Image point grounding data:
◆ ◆ ◆ ◆

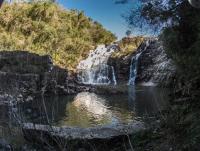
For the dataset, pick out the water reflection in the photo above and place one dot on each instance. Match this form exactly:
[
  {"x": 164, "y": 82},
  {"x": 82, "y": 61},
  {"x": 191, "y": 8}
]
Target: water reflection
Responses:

◆ ◆ ◆ ◆

WHAT TO DO
Find every line in the records above that holds the word "reflection", and copy each one.

TASK SOLUTION
For the dataset, pick out the water reflection in the photo above and place one dot on each instance. Match this form exactly:
Target: water reflection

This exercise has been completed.